Input »
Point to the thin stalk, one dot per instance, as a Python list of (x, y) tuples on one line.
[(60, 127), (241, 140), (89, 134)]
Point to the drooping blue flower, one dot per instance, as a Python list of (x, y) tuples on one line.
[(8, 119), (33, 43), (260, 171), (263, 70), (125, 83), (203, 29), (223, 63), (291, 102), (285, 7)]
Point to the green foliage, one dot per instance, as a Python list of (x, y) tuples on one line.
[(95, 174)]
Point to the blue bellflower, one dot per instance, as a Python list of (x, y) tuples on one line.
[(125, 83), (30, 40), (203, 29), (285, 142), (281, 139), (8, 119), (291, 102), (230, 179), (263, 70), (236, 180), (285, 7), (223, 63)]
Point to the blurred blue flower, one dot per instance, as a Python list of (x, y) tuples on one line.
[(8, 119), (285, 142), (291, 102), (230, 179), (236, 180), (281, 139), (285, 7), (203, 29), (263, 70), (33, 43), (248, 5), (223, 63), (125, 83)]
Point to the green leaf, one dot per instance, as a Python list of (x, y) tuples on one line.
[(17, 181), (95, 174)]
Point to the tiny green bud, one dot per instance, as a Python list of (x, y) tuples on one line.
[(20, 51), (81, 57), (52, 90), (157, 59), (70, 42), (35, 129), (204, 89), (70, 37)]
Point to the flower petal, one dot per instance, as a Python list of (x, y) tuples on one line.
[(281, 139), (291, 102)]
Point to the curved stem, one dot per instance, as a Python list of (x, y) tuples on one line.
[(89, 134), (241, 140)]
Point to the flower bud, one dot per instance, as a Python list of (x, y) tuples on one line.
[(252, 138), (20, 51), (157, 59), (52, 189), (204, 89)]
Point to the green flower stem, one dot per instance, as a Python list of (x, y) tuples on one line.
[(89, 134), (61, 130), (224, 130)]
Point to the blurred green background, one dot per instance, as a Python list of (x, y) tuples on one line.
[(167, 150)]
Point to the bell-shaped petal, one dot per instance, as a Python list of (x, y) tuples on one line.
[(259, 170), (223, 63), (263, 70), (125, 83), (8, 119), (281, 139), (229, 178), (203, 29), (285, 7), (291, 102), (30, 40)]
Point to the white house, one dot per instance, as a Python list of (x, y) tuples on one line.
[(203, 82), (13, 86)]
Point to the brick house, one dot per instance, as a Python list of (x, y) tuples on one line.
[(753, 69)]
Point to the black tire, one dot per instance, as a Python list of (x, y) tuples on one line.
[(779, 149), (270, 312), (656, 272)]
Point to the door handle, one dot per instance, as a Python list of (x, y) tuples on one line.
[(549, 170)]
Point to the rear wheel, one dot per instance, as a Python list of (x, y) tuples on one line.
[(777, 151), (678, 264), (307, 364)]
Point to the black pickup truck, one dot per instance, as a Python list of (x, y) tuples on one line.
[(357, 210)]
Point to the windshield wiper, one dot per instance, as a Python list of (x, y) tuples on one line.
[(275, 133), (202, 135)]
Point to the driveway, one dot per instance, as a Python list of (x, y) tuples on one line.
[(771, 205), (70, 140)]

The problem » Print all the data exactly as shown above.

Answer below »
Point to the thin stalk, one dot per instance, as a Python list of (x, y) tuples on one line.
[(60, 127), (241, 140), (89, 134)]
Point to the drooping blue flower, one dot per instance, as a Python list of (x, y) tuples on one line.
[(8, 119), (33, 43), (260, 171), (263, 70), (125, 83), (203, 29), (223, 63), (291, 102), (285, 7)]
Point to the green foliage, one dot per instance, as a Python list of (x, y) tuples on one line.
[(95, 174)]
Point to the blue bellflower, one dot per instance, as a Python list of (x, y) tuples on one line.
[(125, 83), (30, 40), (203, 29), (285, 142), (281, 139), (8, 119), (291, 102), (230, 179), (263, 70), (236, 180), (285, 7), (223, 63)]
Point to the blurred blue flower, one dot per instance, as a Python list of (x, y) tuples on one line.
[(8, 119), (285, 142), (291, 102), (230, 179), (236, 180), (281, 139), (285, 7), (203, 29), (263, 70), (33, 43), (248, 5), (223, 63), (125, 83)]
Point to the green leaf, one dot per instance, as a Python list of (x, y) tuples on one line.
[(17, 181), (95, 174)]
Point to the tiny green bud, one dot per instance, as a Python list of (x, y) tuples on one line.
[(20, 51), (81, 57), (52, 90), (157, 59), (70, 42), (35, 129), (204, 89), (70, 37)]
Point to the flower petal, one dot per instance, as a Python list of (x, y) tuples on one line.
[(281, 139), (291, 102)]
Point to the curved stem, one dot per instance, as a Python list of (x, y) tuples on one line.
[(89, 134), (241, 140)]
Point to the flower bud, one dot per instance, as a Python list of (x, y) tuples on one line.
[(252, 138), (20, 51), (157, 59), (52, 189), (204, 89)]
Point to the green flower stem, one dot per instance, as a Python list of (x, y) tuples on one line.
[(89, 134), (61, 130), (224, 130)]
Point to the blurred green background, one dot per instance, as a Python list of (x, y) tuples on one line.
[(167, 150)]
Point to the bell-shaped petal, one dot per instance, as a Python list of (x, y) tuples on one line.
[(259, 170), (223, 63), (263, 70), (125, 83), (8, 119), (281, 139), (229, 178), (203, 29), (285, 7), (291, 102), (30, 40)]
Point to the white house, one dot per instance, as a Python list of (x, y) tuples on one line.
[(203, 82), (13, 86)]
Point to the brick house, one dot per instance, as a Python list of (x, y) tuples on one line.
[(753, 69)]
Point to the black tire, one dot per instance, as a Python list of (x, y) tuples on one line.
[(779, 149), (270, 312), (656, 272)]
Point to the door handle, one dot per instance, as a Python list of (x, y) tuples on one line.
[(549, 170)]
Point to the rear wheel, one dot per instance, as a Python list of (x, y) tuples on one line.
[(777, 151), (678, 264), (307, 364)]
Point to the black pickup truck, one dot per instance, as a Python list of (x, y) tuples on one line.
[(357, 210)]
Point to the windshield wiper, one dot per instance, as a Python list of (x, y) tuples on one line.
[(275, 133), (202, 135)]
Point to the driveway, one dot per instance, as a Python list of (x, y) tuples on one line.
[(771, 205), (70, 140)]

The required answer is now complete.